§ Things to do:
a – In the abstract on DNA methylation and age, what health outcome is DNA methylation said to predict better than chronological age?
b – Please continue the abstract on DNA methylation and age, picking up after its final sentence.

Date of Award

Spring 5-13-2016

Degree Type


Degree Name

Master of Public Health (MPH)


Public Health

First Advisor

Ruiyan Luo

Second Advisor

Karen Conneely


Background: Gene expression is regulated via highly coordinated epigenetic changes, the most studied of which is DNA methylation (DNAm). Many studies have shown that DNAm is linearly associated with age, and some have even used DNAm data to build predictive models of human age, which are immensely important considering that DNAm can predict health outcomes, such as all-cause mortality, better than chronological age. Nevertheless, few studies have investigated non-linear relationships between DNAm and age, which could potentially improve these predictive models. While such investigations are relevant to predicting health outcomes, non-linear relationships between DNAm and age can also add to our understanding of biological responses to late-life events, such as diseases that afflict the elderly.

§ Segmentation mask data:
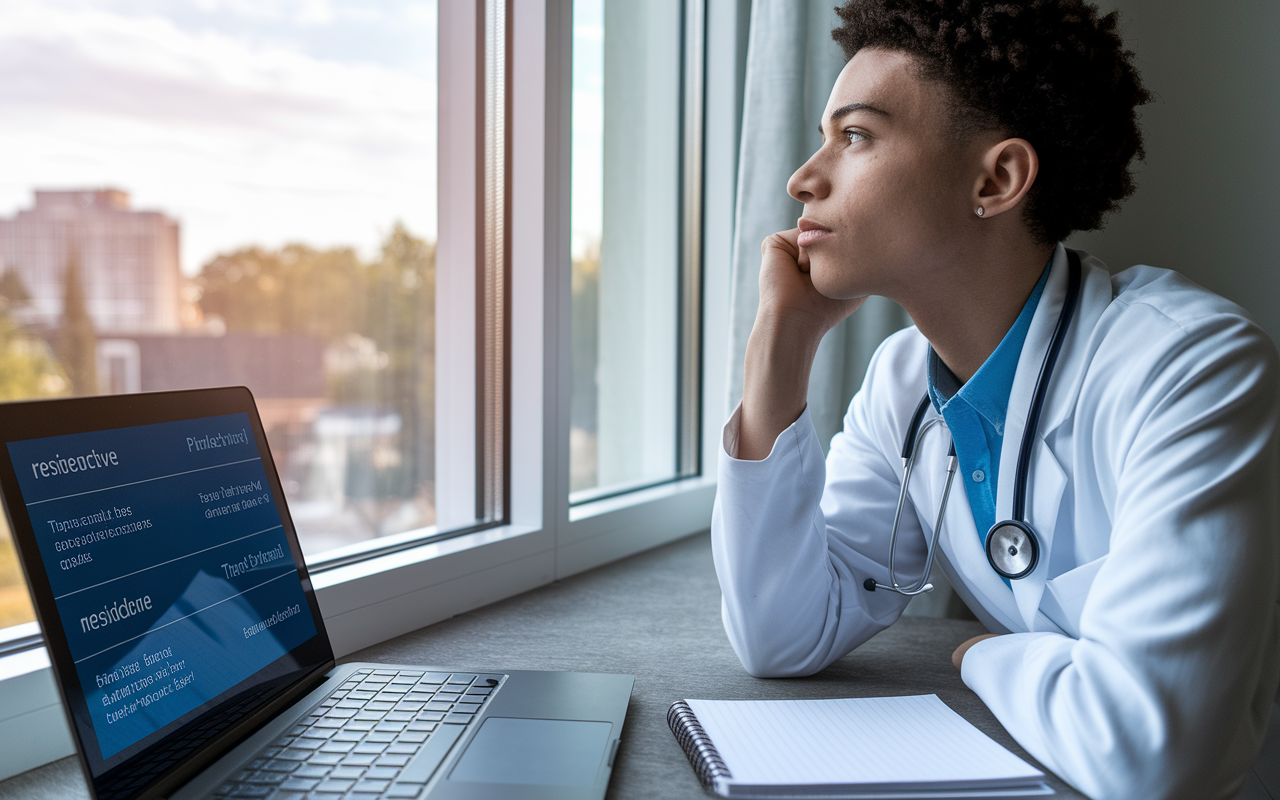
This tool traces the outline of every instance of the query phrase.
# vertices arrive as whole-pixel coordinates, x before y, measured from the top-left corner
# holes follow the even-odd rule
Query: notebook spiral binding
[[[687,703],[677,700],[671,704],[667,709],[667,724],[671,726],[671,732],[676,735],[676,741],[689,756],[689,763],[692,764],[703,786],[714,788],[716,778],[733,777]]]

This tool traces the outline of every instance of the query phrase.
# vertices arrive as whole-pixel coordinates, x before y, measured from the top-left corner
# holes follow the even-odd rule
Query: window
[[[436,26],[5,4],[0,399],[244,384],[310,559],[430,530]],[[4,529],[0,627],[29,620]]]
[[[76,202],[84,202],[83,191],[90,191],[90,206],[119,211],[127,200],[124,211],[136,220],[127,236],[113,239],[115,252],[129,261],[122,256],[125,274],[110,282],[114,294],[101,296],[110,303],[95,300],[102,287],[82,279],[84,311],[78,319],[93,323],[108,308],[113,319],[145,315],[164,301],[177,317],[166,324],[196,342],[271,338],[276,349],[260,348],[253,360],[321,362],[325,379],[316,390],[324,392],[324,403],[311,407],[310,417],[297,421],[306,408],[291,403],[292,396],[273,408],[262,403],[262,411],[284,420],[271,447],[284,453],[278,454],[283,477],[297,483],[289,502],[300,529],[301,512],[315,520],[312,544],[303,547],[312,563],[323,559],[312,580],[339,655],[709,525],[714,480],[703,467],[714,463],[723,421],[736,155],[732,147],[717,147],[704,157],[700,125],[705,97],[717,137],[736,141],[749,1],[663,1],[648,17],[630,9],[640,14],[636,19],[623,19],[628,9],[620,0],[612,8],[596,0],[595,12],[589,3],[328,0],[260,9],[220,0],[105,0],[82,10],[81,0],[19,0],[0,10],[0,64],[6,74],[23,76],[0,86],[0,106],[10,120],[0,137],[10,140],[4,146],[44,154],[0,175],[0,218],[32,209],[32,189],[51,188],[82,192],[64,202],[67,214],[78,214]],[[595,342],[585,347],[573,332],[582,330],[581,317],[570,312],[573,255],[590,252],[577,236],[584,225],[572,223],[572,207],[589,196],[576,188],[573,175],[586,174],[575,172],[581,169],[576,157],[590,151],[573,131],[575,17],[585,22],[579,45],[596,47],[599,64],[599,83],[593,90],[588,82],[585,91],[599,99],[594,180],[600,201],[593,214],[603,253],[595,297],[603,321],[586,326]],[[649,27],[631,31],[641,22]],[[152,51],[147,37],[161,45]],[[69,50],[64,40],[79,42],[81,50]],[[627,300],[621,291],[611,294],[608,285],[611,224],[622,219],[613,216],[608,198],[625,188],[620,182],[628,169],[609,166],[609,142],[626,141],[607,136],[611,41],[646,59],[646,73],[634,79],[652,88],[646,101],[663,116],[654,120],[662,141],[649,143],[662,157],[646,156],[660,192],[648,196],[652,206],[634,205],[649,215],[645,230],[660,247],[653,244],[652,259],[618,256],[631,270],[620,279],[645,282],[645,271],[654,271],[652,296],[618,311],[632,328],[609,328],[613,311],[604,311],[605,302]],[[113,67],[109,56],[124,59],[124,67]],[[678,64],[659,63],[666,58]],[[40,64],[44,72],[35,69]],[[307,73],[311,68],[319,72]],[[494,81],[494,70],[500,79]],[[41,78],[61,73],[88,73],[97,83]],[[320,77],[310,81],[307,74]],[[113,76],[150,76],[146,86],[168,93],[147,105],[141,90],[105,91],[110,84],[102,81]],[[35,93],[41,79],[59,102]],[[104,91],[81,91],[83,86]],[[246,87],[253,90],[247,122],[228,100],[232,90]],[[668,91],[675,95],[659,96]],[[60,116],[54,114],[59,109]],[[502,122],[494,125],[498,115]],[[237,131],[247,138],[227,145]],[[46,145],[32,138],[37,133]],[[109,161],[93,150],[99,138],[122,157]],[[259,169],[247,169],[250,163]],[[151,169],[156,188],[131,177],[141,172],[114,172],[129,164]],[[40,165],[58,172],[35,172]],[[86,172],[86,165],[99,172]],[[188,183],[200,191],[183,195],[188,200],[180,204],[170,205],[161,192],[187,191]],[[494,205],[498,195],[502,201]],[[136,211],[155,214],[143,219]],[[255,228],[236,234],[246,221]],[[197,223],[204,225],[200,236]],[[356,230],[357,224],[364,227]],[[166,230],[175,233],[172,242]],[[166,268],[175,289],[148,279],[143,269],[146,257],[165,247],[179,253],[172,259],[177,266]],[[20,319],[42,307],[22,292],[52,298],[45,314],[56,319],[67,298],[65,247],[58,251],[37,238],[31,248],[46,253],[55,269],[23,282],[22,291],[0,270],[0,294],[12,298],[0,325],[0,358],[22,357],[22,369],[0,375],[26,376],[27,396],[70,392],[72,378],[87,365],[113,392],[151,387],[147,337],[105,335],[104,325],[93,329],[93,348],[76,351],[92,358],[67,358],[56,324],[46,323],[40,334]],[[206,256],[191,255],[201,252]],[[87,274],[88,252],[77,251],[77,259]],[[352,282],[352,274],[364,283]],[[170,291],[177,302],[165,300]],[[365,315],[355,316],[365,326],[351,321],[355,310]],[[644,429],[655,439],[657,454],[646,457],[644,468],[609,474],[593,467],[589,481],[571,481],[571,466],[585,452],[576,447],[571,456],[571,429],[591,433],[575,416],[581,413],[577,398],[595,402],[602,420],[625,417],[607,408],[617,393],[576,379],[570,355],[594,352],[591,370],[605,358],[630,357],[618,355],[626,343],[617,338],[632,335],[637,325],[655,332],[653,347],[632,352],[649,360],[645,375],[662,387],[655,394],[662,410]],[[303,330],[291,333],[291,326]],[[81,330],[64,328],[64,338]],[[212,351],[202,356],[215,358]],[[415,392],[416,411],[402,411],[398,403]],[[265,390],[256,394],[270,399]],[[594,435],[604,442],[612,434],[598,428]],[[594,457],[603,444],[591,447]],[[357,465],[356,474],[342,465]],[[347,503],[343,513],[355,520],[347,527],[329,525],[324,516],[334,498]],[[353,541],[342,544],[343,531],[355,531]],[[5,561],[5,543],[0,596],[10,596],[4,590],[13,586],[26,599],[12,548]],[[0,640],[35,627],[8,628]],[[5,692],[20,685],[0,680],[0,709],[12,708]],[[44,703],[46,724],[61,724],[56,696]],[[27,714],[20,724],[33,719]],[[8,735],[6,724],[0,712],[0,735]],[[0,774],[41,763],[5,759],[0,753]]]
[[[700,12],[573,4],[575,503],[699,471]]]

§ Expected outputs:
a – All-cause mortality.

b –
Objectives: We aim to (1) examine non-linear relationships between DNAm and age at specific loci on the genome and (2) build upon regularization methods by comparing prediction errors between models with both non-transformed and square-root transformed predictors to models that include only non-transformed predictors. We used both the sparse partial least squares (SPLS) regression model and the lasso regression model to make our comparisons.

Results: We found two age-differentially methylated sites implicated in the regulation of a gene known as KLF14, which could be involved in an immunosenescent phenotype. Inclusion of the square-root transformed variables had little effect on the prediction error of the SPLS model. On the other hand, the prediction error increased substantially in the lasso regression model, particularly when few predictors (70) were included.

Conclusion: The growing amount and complexity of biological data coupled with advances in computational technology are indispensable to our understanding of biological pathways and perplexing biological phenomena. Moreover, high-dimensional biological data have enormous implications for clinical practice. Our findings implicate a possible biological pathway involved in immunosenescence. While we were unable to improve the predictive models of human age, future research should investigate other possible non-linear relationships between DNAm and human age, considering that such statistical methods can improve predictions of health outcomes.